Und dann auch noch der christliche Biden, der bei seinem Besuch in Hiroshima nicht den Schneid hatte, sich zu entschuldigen. Das ist unverzeilich!
Was für ein leuchtendes, positives Beispiel war dazu unser Willy Brandt.
Schnurringer
Sowas wie 'Wokismus' existiert doch überhaupt nicht.
So las ich mal irgendwo...
Ulrich Haussmann
Das ungeborene Leben wird über das geborene gestellt. Siehe Förderung der Waffenschwemme
Rudi Hamm
Wo ist die soziale Mitte geblieben?
„Anti-Wokeness“ versus "Over-Wokeness", "Cancel-Culture" versus "rechtem Extrem".
Gibt es eigentlich keine soziale Mitte mehr, finden jetzt nur noch Grabenkämpfe in extremen Positionen statt?
"Trump spaltet das Volk", hieß es, aber spalten wir uns nicht auch längst selbst hier durch Extrempostionen.
Ein typischen Beispiel deutscher Grabenkämpfe ist doch Klimawandel versus "lass mich in Ruhe".
Ingo Bernable
@Rudi Hamm Der Versuch die Klimaerwärmung auf 'nur' 1,5° zu begrenzen ist doch genau genommen bereits das Ergebnis von Kompromiss und Mitte, weil auch ein solches Ausmaß bereits mit massiven Anpassungen und Folgeschäden verbunden ist, bei ungefähr 2° wird eine Anpassung nicht mehr möglich sein. Da sollte man sich doch langsam mal fragen wie es sein kann, dass das Eintreten für das Einhalten dieser Grenzen als extrem gilt, aber der Versuch den Weg ins Verderben zu gehen als moderat?
Rudi Hamm
@Ingo Bernable "dass das Eintreten für das Einhalten dieser Grenzen als extrem gilt"
Ich halte das Eintreten für diese Grenze überhaupt nicht als extrem, ich glaube nur, dass es gar nicht gehen kann, weil Weltpolitik nicht einheitlich beherrschbar ist.
Bei FCKW (Ozonloch) und schwefelfreiem Benzin ging das, weil die erforderliche "Aktion" überschaubar war, aber beim 1.5 Grad Ziel fürchten viele Länder zu große Einschnitte. Wohl wissend, dass sie es später bereuen könnten.

______

_Deine Aufgaben_.
(1) Welche zwei Fälle nennt Rudi Hamm im Textauszug als Beispiele, bei denen es geklappt hat, weil die nötige „Aktion“ überschaubar war?
(2) Fass den Textauszug in zwei Sätzen zusammen.

______

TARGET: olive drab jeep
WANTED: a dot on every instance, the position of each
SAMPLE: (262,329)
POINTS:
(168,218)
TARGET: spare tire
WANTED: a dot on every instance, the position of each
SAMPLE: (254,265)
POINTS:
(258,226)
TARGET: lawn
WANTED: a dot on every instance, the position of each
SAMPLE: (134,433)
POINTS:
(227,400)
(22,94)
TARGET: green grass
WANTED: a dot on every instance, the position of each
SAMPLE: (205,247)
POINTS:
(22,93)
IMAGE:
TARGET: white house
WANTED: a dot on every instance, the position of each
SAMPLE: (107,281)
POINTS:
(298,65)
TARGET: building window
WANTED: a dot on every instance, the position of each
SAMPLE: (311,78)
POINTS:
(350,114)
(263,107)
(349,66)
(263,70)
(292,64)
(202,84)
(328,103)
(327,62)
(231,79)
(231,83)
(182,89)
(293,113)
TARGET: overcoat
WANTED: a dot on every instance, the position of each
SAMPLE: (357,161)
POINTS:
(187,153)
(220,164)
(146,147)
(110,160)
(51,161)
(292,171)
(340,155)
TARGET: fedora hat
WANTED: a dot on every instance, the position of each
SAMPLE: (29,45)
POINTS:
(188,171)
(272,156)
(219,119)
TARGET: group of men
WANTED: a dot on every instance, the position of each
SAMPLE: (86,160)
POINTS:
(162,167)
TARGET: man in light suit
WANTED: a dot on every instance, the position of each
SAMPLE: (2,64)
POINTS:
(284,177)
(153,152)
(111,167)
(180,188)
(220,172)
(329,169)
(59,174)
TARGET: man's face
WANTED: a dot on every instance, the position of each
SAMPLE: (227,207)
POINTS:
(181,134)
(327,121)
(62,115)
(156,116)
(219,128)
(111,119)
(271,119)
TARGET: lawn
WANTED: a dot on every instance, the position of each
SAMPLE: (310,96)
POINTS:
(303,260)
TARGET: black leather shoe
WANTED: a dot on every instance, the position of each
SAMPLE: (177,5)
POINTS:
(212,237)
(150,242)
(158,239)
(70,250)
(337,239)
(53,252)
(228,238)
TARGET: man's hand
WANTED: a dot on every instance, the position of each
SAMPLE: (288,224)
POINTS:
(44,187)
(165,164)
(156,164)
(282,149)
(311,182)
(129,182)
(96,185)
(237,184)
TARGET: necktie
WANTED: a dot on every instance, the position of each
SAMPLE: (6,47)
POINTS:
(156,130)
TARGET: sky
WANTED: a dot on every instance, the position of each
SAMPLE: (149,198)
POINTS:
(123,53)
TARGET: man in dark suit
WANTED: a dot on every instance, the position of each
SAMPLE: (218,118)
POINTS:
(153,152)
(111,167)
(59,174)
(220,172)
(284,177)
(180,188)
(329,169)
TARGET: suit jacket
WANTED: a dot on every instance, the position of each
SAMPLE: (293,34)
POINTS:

______

_Die Antworten_.
(1) FCKW (Ozonloch) und schwefelfreies Benzin.

(2) Rudi Hamm fragt, ob es keine soziale Mitte mehr gibt und nur noch Grabenkämpfe zwischen extremen Positionen stattfinden, zum Beispiel beim Klimawandel. Ingo Bernable hält das 1,5-Grad-Ziel schon für einen Kompromiss, worauf Hamm antwortet, er finde den Einsatz dafür nicht extrem, glaube aber nicht an die Umsetzung, weil die Weltpolitik nicht einheitlich beherrschbar sei.